** Begin EXTRACTED RECORDS **

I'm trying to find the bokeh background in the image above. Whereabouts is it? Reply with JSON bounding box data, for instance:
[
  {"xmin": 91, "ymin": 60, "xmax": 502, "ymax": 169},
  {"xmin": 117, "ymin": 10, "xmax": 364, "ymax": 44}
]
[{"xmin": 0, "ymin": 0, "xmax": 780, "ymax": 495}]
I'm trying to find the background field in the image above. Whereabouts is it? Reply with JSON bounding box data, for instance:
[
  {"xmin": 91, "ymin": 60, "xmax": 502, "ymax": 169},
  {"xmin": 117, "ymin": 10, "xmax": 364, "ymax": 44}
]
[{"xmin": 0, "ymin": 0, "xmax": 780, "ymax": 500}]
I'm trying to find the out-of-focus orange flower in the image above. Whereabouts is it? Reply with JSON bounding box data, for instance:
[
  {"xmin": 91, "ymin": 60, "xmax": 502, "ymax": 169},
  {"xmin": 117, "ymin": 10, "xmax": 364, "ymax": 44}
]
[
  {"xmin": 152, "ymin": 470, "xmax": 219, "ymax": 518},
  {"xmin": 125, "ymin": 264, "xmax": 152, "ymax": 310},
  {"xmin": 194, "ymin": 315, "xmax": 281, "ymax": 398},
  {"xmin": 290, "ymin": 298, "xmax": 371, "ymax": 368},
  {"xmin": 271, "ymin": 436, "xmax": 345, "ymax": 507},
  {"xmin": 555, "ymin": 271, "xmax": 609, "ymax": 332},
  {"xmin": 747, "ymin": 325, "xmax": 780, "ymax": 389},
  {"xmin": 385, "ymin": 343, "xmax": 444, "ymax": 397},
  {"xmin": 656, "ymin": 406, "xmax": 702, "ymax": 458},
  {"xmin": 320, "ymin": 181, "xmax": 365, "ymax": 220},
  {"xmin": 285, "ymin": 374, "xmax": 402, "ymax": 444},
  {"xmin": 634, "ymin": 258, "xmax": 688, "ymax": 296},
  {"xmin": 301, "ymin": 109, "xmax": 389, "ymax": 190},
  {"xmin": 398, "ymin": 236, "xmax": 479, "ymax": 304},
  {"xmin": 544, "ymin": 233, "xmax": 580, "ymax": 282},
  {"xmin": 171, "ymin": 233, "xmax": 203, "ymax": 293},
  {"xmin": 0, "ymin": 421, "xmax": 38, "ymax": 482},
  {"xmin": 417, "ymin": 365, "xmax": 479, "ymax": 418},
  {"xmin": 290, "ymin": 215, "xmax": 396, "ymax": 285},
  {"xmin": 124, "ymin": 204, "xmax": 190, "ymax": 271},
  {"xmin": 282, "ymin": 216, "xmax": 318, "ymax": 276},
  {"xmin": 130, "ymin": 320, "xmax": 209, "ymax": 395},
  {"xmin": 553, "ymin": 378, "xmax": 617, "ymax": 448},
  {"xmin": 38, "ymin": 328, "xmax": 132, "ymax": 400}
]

** End EXTRACTED RECORDS **

## CHALLENGE
Reproduce verbatim the stretch of the entries above, from the line containing "I'm trying to find the out-of-focus" through the end of the entries.

## REPLY TO THE TASK
I'm trying to find the out-of-focus orange flower in the image above. Whereabouts is it? Reply with JSON bounding box data, for instance:
[
  {"xmin": 91, "ymin": 60, "xmax": 502, "ymax": 169},
  {"xmin": 117, "ymin": 10, "xmax": 364, "ymax": 44}
]
[
  {"xmin": 152, "ymin": 470, "xmax": 219, "ymax": 518},
  {"xmin": 125, "ymin": 264, "xmax": 152, "ymax": 310},
  {"xmin": 194, "ymin": 315, "xmax": 281, "ymax": 398},
  {"xmin": 290, "ymin": 298, "xmax": 371, "ymax": 368},
  {"xmin": 271, "ymin": 436, "xmax": 345, "ymax": 507},
  {"xmin": 555, "ymin": 271, "xmax": 609, "ymax": 332},
  {"xmin": 747, "ymin": 325, "xmax": 780, "ymax": 389},
  {"xmin": 385, "ymin": 343, "xmax": 444, "ymax": 397},
  {"xmin": 656, "ymin": 406, "xmax": 702, "ymax": 458},
  {"xmin": 320, "ymin": 181, "xmax": 365, "ymax": 220},
  {"xmin": 285, "ymin": 374, "xmax": 402, "ymax": 444},
  {"xmin": 634, "ymin": 258, "xmax": 688, "ymax": 296},
  {"xmin": 301, "ymin": 109, "xmax": 389, "ymax": 190},
  {"xmin": 398, "ymin": 236, "xmax": 479, "ymax": 304},
  {"xmin": 544, "ymin": 233, "xmax": 580, "ymax": 282},
  {"xmin": 171, "ymin": 233, "xmax": 203, "ymax": 293},
  {"xmin": 0, "ymin": 421, "xmax": 38, "ymax": 482},
  {"xmin": 417, "ymin": 365, "xmax": 479, "ymax": 418},
  {"xmin": 290, "ymin": 215, "xmax": 396, "ymax": 285},
  {"xmin": 124, "ymin": 204, "xmax": 190, "ymax": 271},
  {"xmin": 282, "ymin": 216, "xmax": 318, "ymax": 276},
  {"xmin": 130, "ymin": 320, "xmax": 209, "ymax": 395},
  {"xmin": 553, "ymin": 378, "xmax": 617, "ymax": 448},
  {"xmin": 38, "ymin": 328, "xmax": 132, "ymax": 400}
]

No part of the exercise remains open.